[Items from a data source]
------

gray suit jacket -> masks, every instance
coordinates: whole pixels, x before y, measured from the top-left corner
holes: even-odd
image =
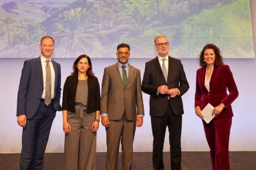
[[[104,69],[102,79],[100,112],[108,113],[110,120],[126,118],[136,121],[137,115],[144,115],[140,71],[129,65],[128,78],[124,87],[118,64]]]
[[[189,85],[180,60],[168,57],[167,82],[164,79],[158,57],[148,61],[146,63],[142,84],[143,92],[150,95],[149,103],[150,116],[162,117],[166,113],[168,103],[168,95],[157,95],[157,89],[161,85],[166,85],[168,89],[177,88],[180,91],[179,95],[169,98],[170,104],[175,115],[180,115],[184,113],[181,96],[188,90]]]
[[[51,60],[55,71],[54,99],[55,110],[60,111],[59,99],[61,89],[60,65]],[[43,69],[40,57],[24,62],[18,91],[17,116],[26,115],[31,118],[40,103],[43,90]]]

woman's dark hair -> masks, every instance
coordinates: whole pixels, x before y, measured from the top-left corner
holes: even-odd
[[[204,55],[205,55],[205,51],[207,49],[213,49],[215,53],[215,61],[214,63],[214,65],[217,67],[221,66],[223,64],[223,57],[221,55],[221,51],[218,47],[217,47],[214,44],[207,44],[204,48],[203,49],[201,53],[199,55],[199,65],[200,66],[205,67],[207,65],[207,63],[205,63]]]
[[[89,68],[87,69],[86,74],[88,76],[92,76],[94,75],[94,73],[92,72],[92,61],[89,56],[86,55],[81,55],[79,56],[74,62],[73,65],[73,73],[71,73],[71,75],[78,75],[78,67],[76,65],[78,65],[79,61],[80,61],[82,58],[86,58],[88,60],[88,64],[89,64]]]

------

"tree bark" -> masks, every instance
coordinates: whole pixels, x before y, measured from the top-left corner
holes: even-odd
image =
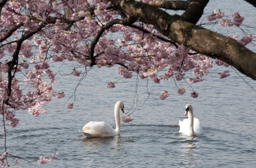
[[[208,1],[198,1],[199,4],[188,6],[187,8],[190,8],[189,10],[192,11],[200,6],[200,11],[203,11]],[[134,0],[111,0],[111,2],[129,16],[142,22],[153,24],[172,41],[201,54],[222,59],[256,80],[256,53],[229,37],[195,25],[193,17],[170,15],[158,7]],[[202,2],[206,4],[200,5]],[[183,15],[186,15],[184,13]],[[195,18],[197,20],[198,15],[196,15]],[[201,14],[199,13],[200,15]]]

------

REQUIREMENT: Identify every line of the records that contains the word "instance", treating uppercase and lowercase letters as different, and copy each of those lines.

SOLUTION FOR THIS TASK:
gray suit jacket -> masks, every instance
woman's dark hair -> masks, every instance
"tree bark" -> masks, every instance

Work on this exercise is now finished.